(Detection annotation records)
________________________________________
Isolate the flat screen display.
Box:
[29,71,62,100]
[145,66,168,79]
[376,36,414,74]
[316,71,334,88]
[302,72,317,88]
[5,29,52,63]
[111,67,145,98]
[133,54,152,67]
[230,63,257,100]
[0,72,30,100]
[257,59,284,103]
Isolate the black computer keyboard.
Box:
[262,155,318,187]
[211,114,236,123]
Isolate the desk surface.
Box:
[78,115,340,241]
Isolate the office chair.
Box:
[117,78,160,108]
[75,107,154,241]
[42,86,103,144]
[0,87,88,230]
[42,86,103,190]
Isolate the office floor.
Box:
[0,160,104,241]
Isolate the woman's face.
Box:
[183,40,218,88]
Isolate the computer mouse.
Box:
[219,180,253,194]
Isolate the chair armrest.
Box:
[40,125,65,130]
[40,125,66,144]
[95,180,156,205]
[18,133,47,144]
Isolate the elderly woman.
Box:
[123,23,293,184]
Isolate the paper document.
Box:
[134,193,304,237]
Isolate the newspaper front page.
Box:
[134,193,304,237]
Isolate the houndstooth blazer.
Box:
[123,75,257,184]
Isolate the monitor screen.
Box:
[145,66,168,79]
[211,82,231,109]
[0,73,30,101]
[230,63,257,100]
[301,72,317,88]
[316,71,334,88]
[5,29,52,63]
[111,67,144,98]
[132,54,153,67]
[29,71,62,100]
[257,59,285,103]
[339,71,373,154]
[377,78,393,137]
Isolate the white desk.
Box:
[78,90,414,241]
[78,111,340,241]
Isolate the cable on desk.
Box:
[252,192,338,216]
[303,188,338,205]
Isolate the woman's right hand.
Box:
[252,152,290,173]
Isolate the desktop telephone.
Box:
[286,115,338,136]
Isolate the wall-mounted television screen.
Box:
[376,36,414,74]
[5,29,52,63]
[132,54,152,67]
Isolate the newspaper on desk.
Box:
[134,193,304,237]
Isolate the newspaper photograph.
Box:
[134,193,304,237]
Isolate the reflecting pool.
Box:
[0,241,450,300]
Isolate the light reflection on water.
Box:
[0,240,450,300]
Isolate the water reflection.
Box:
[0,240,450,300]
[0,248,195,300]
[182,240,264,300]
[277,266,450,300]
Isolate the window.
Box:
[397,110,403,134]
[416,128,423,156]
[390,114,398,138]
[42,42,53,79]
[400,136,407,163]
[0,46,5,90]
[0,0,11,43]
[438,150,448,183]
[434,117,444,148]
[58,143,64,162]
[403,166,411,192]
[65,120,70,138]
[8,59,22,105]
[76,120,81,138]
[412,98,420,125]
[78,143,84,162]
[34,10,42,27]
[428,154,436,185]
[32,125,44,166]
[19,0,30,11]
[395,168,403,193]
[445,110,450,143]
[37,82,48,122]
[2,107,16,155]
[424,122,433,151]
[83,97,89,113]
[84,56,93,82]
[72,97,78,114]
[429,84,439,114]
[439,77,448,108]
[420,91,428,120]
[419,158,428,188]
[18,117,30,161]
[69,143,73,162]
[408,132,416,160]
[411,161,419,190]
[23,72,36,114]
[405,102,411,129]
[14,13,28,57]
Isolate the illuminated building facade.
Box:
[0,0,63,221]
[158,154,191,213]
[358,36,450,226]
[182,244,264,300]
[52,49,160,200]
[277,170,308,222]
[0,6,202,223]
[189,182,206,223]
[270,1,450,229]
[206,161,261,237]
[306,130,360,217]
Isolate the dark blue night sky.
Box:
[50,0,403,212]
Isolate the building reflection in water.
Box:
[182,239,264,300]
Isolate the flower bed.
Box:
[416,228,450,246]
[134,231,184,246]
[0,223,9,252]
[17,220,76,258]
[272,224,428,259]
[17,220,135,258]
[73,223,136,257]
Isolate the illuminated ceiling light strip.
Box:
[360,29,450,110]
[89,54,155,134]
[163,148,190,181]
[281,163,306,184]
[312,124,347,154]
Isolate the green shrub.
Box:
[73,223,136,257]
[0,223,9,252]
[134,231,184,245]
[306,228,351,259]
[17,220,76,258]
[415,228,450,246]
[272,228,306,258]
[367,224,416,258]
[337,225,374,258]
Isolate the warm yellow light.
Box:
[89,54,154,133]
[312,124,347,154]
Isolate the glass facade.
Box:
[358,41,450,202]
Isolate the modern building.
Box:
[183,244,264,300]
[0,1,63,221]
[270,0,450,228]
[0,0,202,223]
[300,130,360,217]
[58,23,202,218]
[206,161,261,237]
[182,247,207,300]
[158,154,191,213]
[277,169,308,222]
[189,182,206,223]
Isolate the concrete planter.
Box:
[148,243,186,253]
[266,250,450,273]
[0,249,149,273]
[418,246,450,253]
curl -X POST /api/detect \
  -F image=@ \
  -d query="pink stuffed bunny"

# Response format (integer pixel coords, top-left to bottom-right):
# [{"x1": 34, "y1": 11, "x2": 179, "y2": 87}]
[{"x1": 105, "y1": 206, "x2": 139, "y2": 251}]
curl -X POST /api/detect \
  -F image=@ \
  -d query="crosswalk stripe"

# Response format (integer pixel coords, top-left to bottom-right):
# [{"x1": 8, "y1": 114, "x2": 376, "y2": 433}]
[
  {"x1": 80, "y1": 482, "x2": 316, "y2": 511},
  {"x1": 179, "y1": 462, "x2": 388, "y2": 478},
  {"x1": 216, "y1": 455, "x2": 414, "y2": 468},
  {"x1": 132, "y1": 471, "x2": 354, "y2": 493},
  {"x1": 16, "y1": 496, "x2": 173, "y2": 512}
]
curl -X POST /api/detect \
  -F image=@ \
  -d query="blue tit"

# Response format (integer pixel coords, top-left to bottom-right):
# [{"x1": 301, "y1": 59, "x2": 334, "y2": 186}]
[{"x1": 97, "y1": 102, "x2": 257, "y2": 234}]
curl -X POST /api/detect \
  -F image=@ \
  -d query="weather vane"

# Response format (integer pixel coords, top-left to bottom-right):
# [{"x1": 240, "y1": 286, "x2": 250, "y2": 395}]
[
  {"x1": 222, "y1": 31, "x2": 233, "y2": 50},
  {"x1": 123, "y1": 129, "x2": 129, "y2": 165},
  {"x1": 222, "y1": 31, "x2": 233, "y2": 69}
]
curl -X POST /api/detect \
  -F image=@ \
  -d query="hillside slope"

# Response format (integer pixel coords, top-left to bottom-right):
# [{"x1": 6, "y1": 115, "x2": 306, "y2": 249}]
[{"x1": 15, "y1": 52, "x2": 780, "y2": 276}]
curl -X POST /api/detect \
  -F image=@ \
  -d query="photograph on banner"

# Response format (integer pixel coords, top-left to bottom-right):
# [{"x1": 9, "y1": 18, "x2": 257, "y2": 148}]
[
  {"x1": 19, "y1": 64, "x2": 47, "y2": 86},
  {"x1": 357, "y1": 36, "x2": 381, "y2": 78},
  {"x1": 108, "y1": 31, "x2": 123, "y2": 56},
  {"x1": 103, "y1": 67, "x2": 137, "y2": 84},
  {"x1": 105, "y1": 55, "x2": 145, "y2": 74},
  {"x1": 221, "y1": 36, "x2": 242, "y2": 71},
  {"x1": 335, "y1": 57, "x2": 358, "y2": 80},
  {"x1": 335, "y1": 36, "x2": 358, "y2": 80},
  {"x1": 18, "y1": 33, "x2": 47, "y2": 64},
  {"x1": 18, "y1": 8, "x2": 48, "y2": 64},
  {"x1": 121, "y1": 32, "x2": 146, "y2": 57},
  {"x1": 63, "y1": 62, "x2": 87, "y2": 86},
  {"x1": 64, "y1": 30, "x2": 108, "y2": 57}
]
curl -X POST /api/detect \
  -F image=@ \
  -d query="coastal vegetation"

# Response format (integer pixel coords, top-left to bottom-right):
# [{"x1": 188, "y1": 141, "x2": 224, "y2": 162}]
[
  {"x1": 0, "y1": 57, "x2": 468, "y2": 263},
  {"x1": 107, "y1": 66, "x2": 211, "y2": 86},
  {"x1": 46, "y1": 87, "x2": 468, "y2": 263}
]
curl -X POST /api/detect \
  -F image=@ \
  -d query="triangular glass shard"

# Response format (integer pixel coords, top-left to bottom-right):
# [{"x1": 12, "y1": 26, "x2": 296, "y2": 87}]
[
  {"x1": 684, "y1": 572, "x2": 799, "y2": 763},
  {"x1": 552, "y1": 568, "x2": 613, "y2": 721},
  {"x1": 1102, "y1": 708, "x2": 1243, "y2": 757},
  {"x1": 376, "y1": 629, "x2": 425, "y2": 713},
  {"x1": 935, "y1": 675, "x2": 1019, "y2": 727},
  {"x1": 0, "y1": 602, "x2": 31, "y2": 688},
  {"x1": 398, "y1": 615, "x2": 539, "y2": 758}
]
________________________________________
» Goal of the exercise: State how many lines in the rows above contain the string "office". Give only the number.

» Exercise response: 2